• **Travail à réaliser**
Prolongez le texte critique sur la conférence consacrée à la pauvreté en reprenant immédiatement après sa dernière phrase.

• **Extrait du texte**
Que le spectacle de la pauvreté, basé sur le rêve idéalisé d’un monde égalitaire, attire encore la lumière fuyante des médias sans toutefois apporter d’éclairages nouveaux sur les causes profondes de notre honteuse indifférence citoyenne. Vous cherchez un remède à l’indifférence des leaders politiques qui choisissent l’inertie plutôt que le changement devant notre complaisance? Et bien, prenez un miroir et regardez-vous bien dedans car les leaders politiques, c’est vous, c’est moi et c’est nous ! 

Que, malgré les intentions légitimes de ses organisateurs, la conférence n’aura pas permis de «permettre à la population de voir plus clairement comment elle peut s'impliquer». Car primo, je ne sais toujours pas à qui envoyer le 100 $US annuel que Jeffrey et Bill demandent au capita que je suis et secondo, au-delà de l’excitation, des applaudissements nourris et des cris d’émotion spontanés, cette conférence s’est encore appuyée sur les mêmes bons vieux mécanismes, réflexes et paradigmes qui justement n’ont jamais vraiment généré les ultimes ruptures de paradigme nécessaires à l’atteinte de ce rêve pourtant atteignable que serait d’offrir une vie honorable à tous les humaines de la Terre d’ici 2015.

• **Données fournies**

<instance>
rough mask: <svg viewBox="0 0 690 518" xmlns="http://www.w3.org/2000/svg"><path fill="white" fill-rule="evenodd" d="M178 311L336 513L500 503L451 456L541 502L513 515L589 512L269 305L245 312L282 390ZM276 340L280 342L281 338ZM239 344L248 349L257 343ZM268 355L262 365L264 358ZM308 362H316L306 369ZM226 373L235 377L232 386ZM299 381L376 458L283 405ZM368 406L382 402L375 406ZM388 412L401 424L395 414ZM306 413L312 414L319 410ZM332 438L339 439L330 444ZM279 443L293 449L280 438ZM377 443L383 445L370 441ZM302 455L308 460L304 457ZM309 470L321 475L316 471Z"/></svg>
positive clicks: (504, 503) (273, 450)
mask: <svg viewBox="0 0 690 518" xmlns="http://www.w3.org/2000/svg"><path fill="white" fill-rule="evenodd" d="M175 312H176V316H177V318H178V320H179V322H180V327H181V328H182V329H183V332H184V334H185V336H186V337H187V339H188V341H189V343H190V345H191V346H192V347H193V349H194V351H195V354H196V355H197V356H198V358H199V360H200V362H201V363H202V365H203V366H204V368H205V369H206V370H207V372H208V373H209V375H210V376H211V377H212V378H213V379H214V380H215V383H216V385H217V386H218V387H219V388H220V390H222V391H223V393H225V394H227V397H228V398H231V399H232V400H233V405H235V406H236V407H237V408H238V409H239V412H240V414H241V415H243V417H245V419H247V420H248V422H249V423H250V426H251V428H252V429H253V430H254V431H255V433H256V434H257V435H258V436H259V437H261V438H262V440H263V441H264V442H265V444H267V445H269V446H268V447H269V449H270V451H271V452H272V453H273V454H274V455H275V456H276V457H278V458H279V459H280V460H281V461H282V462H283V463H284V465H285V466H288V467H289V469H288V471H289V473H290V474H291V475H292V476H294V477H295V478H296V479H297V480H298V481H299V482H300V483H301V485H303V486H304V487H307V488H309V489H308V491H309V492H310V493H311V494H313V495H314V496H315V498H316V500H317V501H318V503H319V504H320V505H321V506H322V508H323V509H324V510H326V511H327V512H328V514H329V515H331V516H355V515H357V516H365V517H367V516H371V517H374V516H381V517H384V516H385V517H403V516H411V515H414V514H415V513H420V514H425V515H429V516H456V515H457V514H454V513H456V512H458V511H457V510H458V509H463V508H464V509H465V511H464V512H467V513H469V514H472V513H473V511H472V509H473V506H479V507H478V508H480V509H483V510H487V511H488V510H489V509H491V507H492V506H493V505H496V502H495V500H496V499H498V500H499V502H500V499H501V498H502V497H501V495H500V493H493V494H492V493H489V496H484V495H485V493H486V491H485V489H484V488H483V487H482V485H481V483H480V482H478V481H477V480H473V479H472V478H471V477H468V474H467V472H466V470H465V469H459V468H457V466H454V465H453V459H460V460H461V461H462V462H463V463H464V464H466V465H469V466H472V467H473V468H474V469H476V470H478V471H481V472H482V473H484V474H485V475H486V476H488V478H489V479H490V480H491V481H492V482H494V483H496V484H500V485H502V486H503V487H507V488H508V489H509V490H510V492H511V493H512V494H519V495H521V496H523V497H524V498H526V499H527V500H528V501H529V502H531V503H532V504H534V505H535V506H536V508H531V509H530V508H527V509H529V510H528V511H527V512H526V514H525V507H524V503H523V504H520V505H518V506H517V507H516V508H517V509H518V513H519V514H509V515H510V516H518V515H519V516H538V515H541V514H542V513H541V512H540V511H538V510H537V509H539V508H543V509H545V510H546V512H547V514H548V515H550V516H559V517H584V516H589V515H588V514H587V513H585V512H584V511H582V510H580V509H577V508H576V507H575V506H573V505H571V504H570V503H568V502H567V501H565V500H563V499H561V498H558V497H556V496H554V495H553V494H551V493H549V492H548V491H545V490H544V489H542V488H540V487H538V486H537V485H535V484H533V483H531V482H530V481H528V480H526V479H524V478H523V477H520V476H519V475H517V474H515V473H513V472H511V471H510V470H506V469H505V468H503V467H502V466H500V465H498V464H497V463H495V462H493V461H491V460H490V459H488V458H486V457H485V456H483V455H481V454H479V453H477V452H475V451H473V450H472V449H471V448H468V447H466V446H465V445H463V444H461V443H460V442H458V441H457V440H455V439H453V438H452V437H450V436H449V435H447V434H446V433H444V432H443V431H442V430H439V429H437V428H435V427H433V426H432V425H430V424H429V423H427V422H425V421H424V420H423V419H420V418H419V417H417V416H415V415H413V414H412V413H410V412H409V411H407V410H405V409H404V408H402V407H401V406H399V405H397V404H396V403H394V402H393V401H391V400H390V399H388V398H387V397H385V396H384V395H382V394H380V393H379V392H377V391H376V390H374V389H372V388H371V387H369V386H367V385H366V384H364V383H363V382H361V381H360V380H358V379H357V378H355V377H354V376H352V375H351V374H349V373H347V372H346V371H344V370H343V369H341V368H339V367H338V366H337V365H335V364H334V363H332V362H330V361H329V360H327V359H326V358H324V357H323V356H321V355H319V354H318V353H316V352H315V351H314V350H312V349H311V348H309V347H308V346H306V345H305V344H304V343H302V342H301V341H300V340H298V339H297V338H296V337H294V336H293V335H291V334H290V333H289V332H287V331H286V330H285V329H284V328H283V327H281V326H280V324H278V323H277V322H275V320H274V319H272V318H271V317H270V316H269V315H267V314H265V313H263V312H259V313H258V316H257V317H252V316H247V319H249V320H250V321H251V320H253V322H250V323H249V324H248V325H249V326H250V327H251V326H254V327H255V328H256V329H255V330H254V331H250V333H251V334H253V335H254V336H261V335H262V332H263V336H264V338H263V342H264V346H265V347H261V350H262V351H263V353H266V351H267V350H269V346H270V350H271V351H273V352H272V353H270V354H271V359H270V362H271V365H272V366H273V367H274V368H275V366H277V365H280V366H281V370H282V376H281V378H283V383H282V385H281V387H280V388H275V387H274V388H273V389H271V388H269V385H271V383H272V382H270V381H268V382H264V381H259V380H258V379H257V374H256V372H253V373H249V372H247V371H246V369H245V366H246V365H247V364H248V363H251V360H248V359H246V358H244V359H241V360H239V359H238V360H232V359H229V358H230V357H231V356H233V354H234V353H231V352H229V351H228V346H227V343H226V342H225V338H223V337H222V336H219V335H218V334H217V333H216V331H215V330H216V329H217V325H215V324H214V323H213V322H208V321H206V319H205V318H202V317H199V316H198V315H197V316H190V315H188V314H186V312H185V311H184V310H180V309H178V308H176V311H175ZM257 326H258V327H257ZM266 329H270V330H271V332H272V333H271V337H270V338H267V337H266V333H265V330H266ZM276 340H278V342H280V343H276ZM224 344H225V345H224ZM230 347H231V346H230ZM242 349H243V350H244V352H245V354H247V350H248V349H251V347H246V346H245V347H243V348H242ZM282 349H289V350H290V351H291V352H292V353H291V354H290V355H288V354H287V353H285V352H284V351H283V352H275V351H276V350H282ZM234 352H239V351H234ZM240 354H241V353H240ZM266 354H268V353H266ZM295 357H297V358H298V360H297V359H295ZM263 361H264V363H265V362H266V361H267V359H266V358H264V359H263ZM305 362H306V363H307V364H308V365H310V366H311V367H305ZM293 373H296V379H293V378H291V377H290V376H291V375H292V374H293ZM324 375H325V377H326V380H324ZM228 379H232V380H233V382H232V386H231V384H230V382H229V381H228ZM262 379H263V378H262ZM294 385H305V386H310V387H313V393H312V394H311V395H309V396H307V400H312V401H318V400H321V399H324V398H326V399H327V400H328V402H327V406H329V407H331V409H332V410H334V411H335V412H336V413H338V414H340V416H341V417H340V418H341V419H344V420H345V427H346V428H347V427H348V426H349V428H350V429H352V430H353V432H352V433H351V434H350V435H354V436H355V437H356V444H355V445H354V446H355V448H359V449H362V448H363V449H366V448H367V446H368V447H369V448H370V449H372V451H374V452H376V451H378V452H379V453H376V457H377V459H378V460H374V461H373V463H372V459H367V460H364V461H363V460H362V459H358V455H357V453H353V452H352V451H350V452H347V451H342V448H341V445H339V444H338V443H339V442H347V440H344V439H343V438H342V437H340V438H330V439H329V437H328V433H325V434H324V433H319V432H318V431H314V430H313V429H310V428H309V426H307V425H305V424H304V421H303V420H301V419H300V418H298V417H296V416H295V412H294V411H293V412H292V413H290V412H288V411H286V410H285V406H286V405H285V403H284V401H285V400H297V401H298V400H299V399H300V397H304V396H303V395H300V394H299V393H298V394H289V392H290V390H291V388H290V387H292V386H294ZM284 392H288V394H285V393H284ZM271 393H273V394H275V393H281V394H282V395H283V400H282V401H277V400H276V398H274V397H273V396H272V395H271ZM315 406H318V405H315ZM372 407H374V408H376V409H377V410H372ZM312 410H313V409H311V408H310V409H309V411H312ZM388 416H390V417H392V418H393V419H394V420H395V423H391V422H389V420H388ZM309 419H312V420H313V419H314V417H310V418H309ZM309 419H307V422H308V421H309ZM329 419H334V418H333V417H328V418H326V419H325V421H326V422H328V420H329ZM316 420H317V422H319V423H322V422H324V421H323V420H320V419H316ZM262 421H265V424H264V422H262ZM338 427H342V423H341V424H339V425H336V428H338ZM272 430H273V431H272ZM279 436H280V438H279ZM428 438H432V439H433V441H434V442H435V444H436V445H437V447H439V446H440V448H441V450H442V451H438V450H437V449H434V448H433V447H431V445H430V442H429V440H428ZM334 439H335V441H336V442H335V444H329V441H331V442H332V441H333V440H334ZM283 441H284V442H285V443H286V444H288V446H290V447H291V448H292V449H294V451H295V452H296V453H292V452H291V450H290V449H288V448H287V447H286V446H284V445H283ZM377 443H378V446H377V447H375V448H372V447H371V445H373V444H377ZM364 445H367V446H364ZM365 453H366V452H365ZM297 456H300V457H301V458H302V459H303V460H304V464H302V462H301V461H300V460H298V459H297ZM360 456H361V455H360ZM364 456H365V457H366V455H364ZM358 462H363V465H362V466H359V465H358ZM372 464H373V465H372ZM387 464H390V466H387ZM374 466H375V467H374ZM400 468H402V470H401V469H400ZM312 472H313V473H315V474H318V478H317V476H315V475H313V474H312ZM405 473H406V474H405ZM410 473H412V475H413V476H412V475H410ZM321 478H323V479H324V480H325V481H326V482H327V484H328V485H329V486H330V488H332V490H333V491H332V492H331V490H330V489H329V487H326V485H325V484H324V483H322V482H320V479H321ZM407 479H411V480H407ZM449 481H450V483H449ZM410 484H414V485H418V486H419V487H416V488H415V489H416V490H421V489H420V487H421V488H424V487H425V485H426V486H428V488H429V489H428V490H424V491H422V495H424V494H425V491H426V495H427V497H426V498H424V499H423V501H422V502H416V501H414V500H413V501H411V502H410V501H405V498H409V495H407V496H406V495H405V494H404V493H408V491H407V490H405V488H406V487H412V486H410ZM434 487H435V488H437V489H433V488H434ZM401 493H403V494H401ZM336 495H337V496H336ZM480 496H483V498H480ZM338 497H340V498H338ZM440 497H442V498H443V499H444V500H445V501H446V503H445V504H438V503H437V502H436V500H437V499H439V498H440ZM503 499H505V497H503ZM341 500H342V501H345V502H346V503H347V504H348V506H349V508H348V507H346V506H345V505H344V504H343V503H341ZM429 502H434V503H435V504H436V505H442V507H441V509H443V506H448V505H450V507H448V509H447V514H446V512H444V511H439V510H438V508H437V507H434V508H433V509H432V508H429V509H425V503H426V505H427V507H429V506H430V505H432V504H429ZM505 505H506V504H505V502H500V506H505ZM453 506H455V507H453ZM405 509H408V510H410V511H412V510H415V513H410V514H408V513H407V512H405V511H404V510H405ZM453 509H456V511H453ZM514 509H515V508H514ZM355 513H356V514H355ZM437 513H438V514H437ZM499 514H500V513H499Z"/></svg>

• **Réponse proposée**
« Si la conférence a encore permis aux vedettes (...) de se faire du bien,
elle n’aura pas permis aux 4 000 participants
de quitter la salle avec des outils tangibles en main
pour agir concrètement...

Ainsi, si la conférence a encore permis aux vedettes de claironner leurs messages quasi publicitaires et de se faire du bien, elle n’aura pas permis aux 4 000 participants de quitter la salle avec des outils tangibles en main pour agir concrètement en faveur de la réduction de la pauvreté dans le monde. Peut-être que les 200 000$ de bénéfices générés par la conférence auraient été ici utiles afin de concevoir des outils novateurs de communication et d’action pour mobiliser ceux et celles souhaitant agir concrètement pour le changement ? 

Pour terminer sur une note malheureusement réaliste, deux articles ont retenu mon attention dans un grand journal de Montréal deux jours après la conférence.

Le premier résumait les grandes lignes d’une entrevue avec le Dr. Jeffrey Sachs qui répétait que pour 50$ par canadien, le Canada pourrait faire une différence significative dans la lutte contre la pauvreté.  

L’autre papier, plus factuel celui-là, présentait des statistiques qui en disent long sur les vraies priorités des gens, une fois retournées dans leur univers privé. Selon Statistique Canada, les dépenses pour les animaux de compagnie serait de l’ordre de 592 millions $ au Québec et de 40 milliards $ US aux États-Unis, soit presque autant que les 48 milliards $ US dépensés pour les jeux pour enfants dans le plus riche pays de la planète… 

Ainsi, un calcul grossier donne donc 79$/année/per capita au Québec et 133 $US/per capita aux États-Unis pour alimenter, entretenir, soigner et cajoler nos petites bêtes favorites. Bill et Jeffrey, vous qui demandez 100$ par Américain et 50$ par Canadien pour enrayer la faim dans le monde, vous êtes battus par les petites bêtes qui l’emportent haut la main sur les 350 millions d’enfants souffrant de malnutrition sur la Terre.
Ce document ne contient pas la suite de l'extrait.